**Work instructions:**
1. From the Ruby encoding post, list every statement the writer makes about what they are not doing or suggesting.
2. Resume the Ruby encoding post after its final sentence.

**Provided text:**
────────

Encoding is really a very difficult concept to implement correctly and
Ruby does a great job providing a CSI approach, while minimizing the
drawbacks. Sometimes I think it is a pity that people are unaware how
much effort has been put into Ruby to achieve this.
MY QUESTIONS
1. Does it make sense to expect libraries and frameworks for Ruby to
work with an ASCII incompatible internal encoding, e.g "-E :UTF16_BE"?
Could we consider failing to do so a bug?
2. If so, would it be reasonable to expect the same of Ruby's standard
library?
3. If so, which Ruby version should people test against?
* 1.9.1-p376 (as presented on ruby-lang.org)
* 1.9.1-p378
* 1.9.1-head
* a specific 1.9.2 revision?
4. Would trying to add support to applications running in ASCII
incompatible environments be useful to developers in the long run
(taking into account future versions of Ruby) or just be an
unnecessary activity (e.g. because of UTF-8 which is ASCII
compatible)?
EXPLANATION
Now, before I am misunderstood (or probably even laughed at for
proposing something so unthinkable as globally setting an
ASCII-incompatible encoding and expecting it to be supported), I want
to make a few things clear:
- I am not trying to be an "encoding purist" suggesting this idea
- I am not carelessly "adding more work" for other people by
"expecting UTF-16 to work" or "get fixed"
- I am not proposing a UCS model in place of the existing ICS one
- I am not suggesting people change their default encodings
- I am not suggesting changing anything in m17n handling in Ruby
I am evaluating if *testing* encoding support in applications with a
non-ASCII compatible default_internal makes sense.

────────

(Position identification records)

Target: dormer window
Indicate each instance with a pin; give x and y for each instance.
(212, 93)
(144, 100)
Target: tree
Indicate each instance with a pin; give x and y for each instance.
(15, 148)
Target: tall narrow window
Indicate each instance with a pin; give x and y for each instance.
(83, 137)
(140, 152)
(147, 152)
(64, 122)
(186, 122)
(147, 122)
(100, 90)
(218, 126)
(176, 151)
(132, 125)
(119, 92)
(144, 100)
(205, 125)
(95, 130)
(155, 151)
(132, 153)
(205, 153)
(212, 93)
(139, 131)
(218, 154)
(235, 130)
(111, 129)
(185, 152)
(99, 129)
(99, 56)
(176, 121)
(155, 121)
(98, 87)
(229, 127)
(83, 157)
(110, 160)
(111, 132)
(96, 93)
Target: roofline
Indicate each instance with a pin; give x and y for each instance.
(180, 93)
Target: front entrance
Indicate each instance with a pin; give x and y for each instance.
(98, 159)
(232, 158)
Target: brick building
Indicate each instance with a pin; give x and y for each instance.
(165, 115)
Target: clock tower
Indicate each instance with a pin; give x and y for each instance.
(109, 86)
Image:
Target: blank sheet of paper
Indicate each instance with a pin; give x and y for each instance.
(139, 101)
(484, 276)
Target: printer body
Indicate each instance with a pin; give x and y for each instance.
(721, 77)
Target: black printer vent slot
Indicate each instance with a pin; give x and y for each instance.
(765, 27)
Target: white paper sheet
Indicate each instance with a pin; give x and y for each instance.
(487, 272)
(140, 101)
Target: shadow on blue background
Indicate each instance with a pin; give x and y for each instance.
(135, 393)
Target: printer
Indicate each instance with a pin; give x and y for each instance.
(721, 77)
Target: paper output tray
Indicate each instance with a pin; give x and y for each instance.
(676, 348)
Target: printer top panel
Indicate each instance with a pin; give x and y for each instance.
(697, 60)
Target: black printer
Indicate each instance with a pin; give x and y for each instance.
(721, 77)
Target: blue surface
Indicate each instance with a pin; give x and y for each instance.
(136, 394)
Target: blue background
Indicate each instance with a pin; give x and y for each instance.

────────

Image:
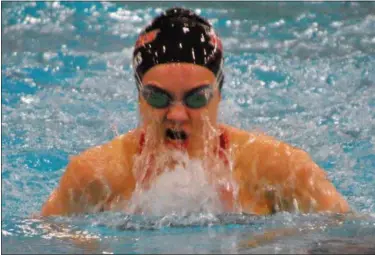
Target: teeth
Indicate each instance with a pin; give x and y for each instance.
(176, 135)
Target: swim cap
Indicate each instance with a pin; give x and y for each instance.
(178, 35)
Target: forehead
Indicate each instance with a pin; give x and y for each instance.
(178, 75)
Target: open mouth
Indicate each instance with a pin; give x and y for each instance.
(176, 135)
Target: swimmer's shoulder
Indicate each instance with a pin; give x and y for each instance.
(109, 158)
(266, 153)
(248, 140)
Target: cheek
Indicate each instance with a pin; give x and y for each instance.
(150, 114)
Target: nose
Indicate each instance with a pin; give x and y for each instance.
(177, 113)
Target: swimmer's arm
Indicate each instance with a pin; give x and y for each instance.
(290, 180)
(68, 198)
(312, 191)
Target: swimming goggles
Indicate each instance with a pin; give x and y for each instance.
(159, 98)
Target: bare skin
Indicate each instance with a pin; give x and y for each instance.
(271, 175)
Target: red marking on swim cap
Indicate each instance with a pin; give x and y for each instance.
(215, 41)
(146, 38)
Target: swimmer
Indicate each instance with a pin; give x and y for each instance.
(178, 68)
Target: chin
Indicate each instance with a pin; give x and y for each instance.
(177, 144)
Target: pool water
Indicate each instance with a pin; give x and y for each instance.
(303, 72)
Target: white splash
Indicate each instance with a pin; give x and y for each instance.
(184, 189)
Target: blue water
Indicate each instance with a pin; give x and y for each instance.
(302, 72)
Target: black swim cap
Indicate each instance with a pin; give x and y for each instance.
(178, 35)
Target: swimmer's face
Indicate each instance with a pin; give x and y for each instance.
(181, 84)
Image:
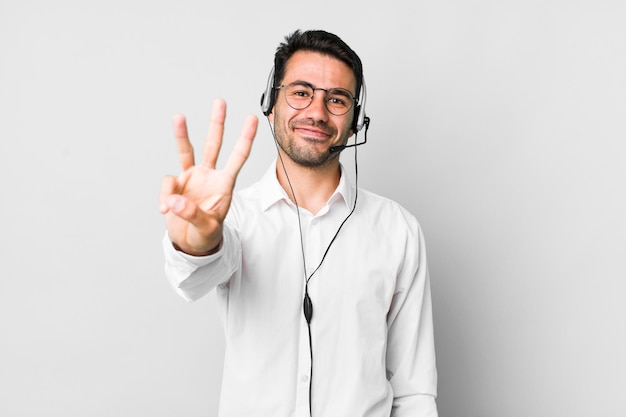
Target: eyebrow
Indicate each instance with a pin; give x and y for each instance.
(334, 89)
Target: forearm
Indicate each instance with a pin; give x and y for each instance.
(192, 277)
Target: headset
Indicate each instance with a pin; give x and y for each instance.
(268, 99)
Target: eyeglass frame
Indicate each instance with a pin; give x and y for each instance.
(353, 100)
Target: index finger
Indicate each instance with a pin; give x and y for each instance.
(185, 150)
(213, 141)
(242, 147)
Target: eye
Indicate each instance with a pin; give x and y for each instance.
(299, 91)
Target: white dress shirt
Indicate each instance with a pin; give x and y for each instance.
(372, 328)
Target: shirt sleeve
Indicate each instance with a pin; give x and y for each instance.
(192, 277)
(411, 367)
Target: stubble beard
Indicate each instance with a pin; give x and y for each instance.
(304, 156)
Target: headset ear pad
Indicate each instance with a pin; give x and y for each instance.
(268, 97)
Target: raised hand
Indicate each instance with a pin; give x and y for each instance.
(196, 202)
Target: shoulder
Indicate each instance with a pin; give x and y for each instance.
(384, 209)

────────

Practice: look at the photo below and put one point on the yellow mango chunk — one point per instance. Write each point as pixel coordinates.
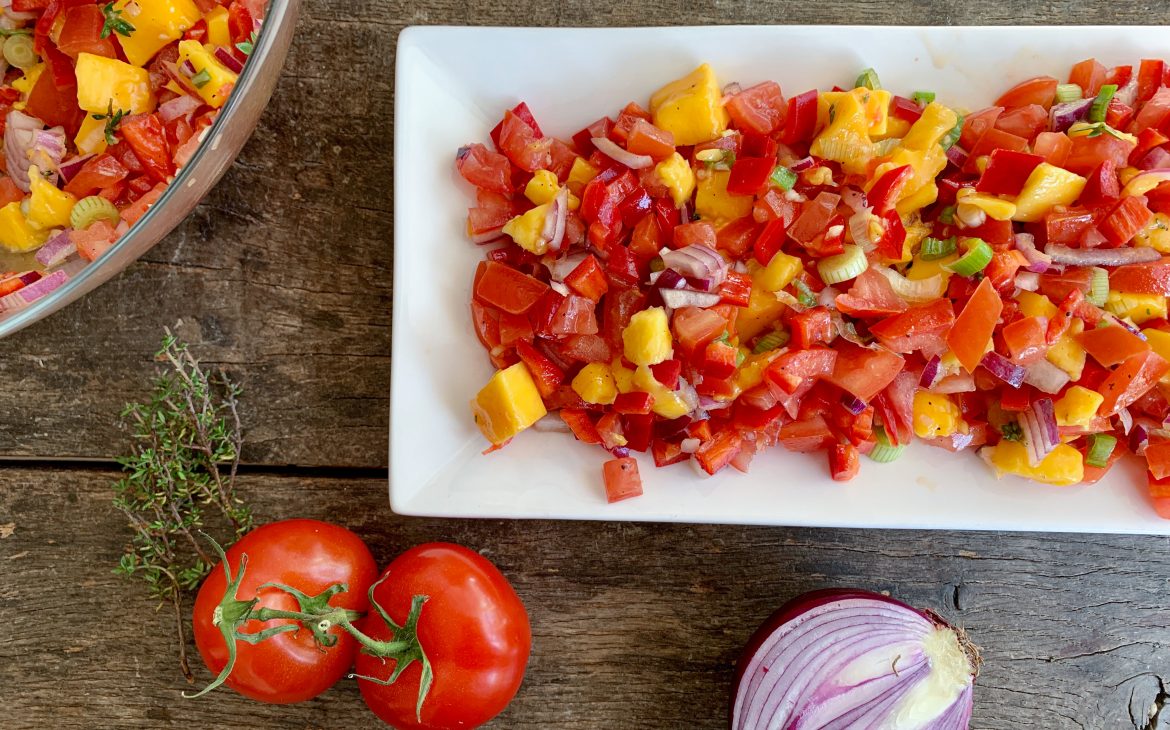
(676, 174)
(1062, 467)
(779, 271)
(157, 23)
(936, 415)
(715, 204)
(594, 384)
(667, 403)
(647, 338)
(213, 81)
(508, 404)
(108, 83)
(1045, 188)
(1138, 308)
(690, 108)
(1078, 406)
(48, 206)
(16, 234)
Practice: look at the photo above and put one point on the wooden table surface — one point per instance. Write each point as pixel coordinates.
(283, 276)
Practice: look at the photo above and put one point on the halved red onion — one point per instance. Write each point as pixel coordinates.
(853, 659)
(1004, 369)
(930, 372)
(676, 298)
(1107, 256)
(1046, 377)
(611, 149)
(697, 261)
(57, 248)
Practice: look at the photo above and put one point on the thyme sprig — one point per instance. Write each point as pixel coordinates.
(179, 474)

────────

**Answers for the exercise:**
1.
- Trying to be an "encoding purist" suggesting this idea
- Carelessly "adding more work" for other people by "expecting UTF-16 to work" or "get fixed"
- Proposing a UCS model in place of the existing ICS one
- Suggesting people change their default encodings
- Suggesting changing anything in m17n handling in Ruby

2.
REASONS
This would help developers by helping them:
- find encoding problems before they occur and are reported
- reproduce problems without creating specific test cases or just write
fewer encoding specific test cases
- discover the root causes much faster
- prevent a lot of encoding related regressions
- performance-wise - making sure no encoding happens implicitly
- smooth out some possibly hidden and unreported encoding issues in Ruby
- possibly write more robust application that might gracefully
handle changes in Ruby's m17n implementation
- respect the fact that not everyone can "just use UTF-8" and truly
globalize their applications with less effort and issues in the
long run
- in the worst case scenario where this is too much effort, either
specific components can be supported or incompatible encoding
support can be discarded on a case-by-case basis
The downside would be:
- many more problems will surface than would normally occur in
reality
- people interested only in ASCII compatible encodings would have to
do more work or give up on encoding support
- developers may have to become aware of regexp, 'filesystem',
'locale' and other encodings - even if they want things to "just
work"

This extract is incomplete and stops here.